— START —
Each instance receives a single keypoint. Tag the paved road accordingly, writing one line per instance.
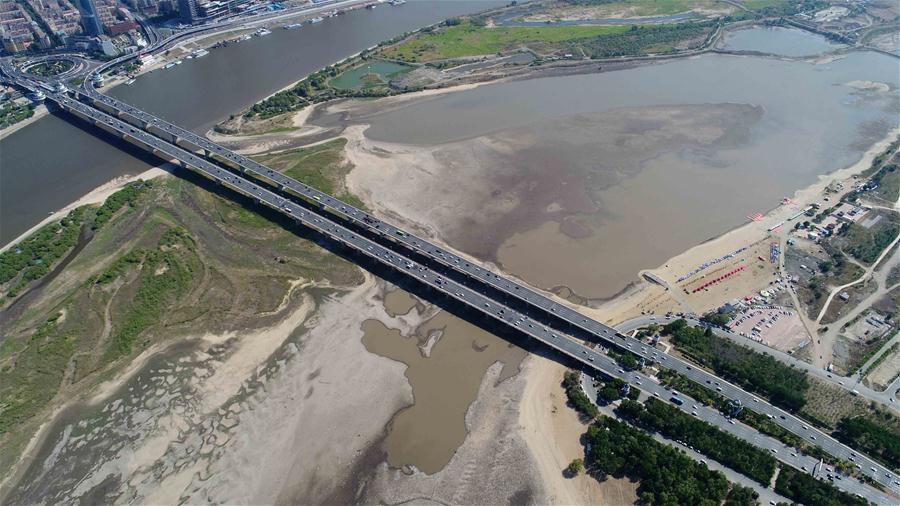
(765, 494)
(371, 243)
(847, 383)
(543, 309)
— END —
— START —
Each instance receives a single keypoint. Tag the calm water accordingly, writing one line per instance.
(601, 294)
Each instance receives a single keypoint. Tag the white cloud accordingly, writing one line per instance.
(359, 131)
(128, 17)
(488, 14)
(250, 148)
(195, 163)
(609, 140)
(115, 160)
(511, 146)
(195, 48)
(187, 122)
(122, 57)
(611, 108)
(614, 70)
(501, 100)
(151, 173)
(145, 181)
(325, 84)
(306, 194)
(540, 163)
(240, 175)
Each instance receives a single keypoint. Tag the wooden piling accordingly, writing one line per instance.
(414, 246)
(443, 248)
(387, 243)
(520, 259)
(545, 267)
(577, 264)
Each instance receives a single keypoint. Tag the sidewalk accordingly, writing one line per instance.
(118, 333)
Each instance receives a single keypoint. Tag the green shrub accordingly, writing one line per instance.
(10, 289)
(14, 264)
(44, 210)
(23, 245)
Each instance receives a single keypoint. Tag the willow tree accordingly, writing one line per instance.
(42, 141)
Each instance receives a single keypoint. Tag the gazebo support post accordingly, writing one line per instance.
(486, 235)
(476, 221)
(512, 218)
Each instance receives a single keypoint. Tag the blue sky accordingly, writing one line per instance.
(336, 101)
— END —
— START —
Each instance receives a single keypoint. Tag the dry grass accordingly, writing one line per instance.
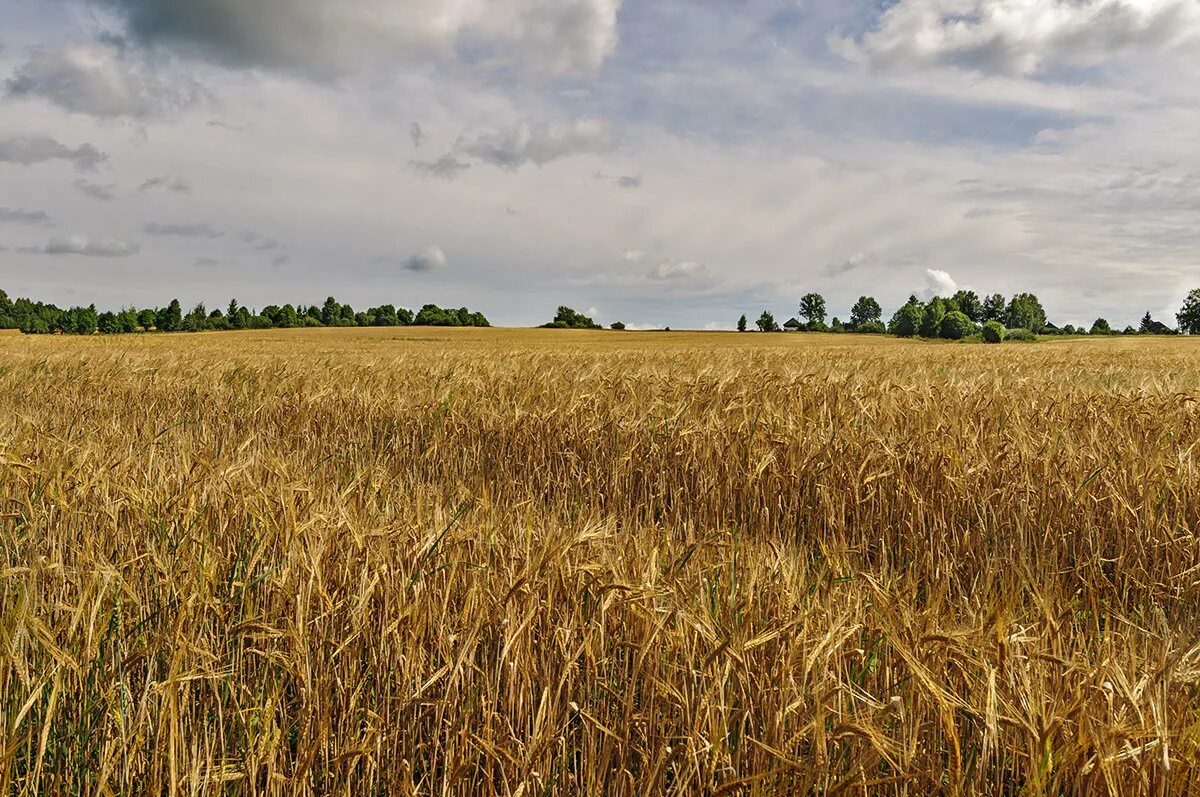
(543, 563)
— END —
Task brief:
State how many lines in the listing above contain the string "paved", treating case as significant. Give only the number.

Correct result:
1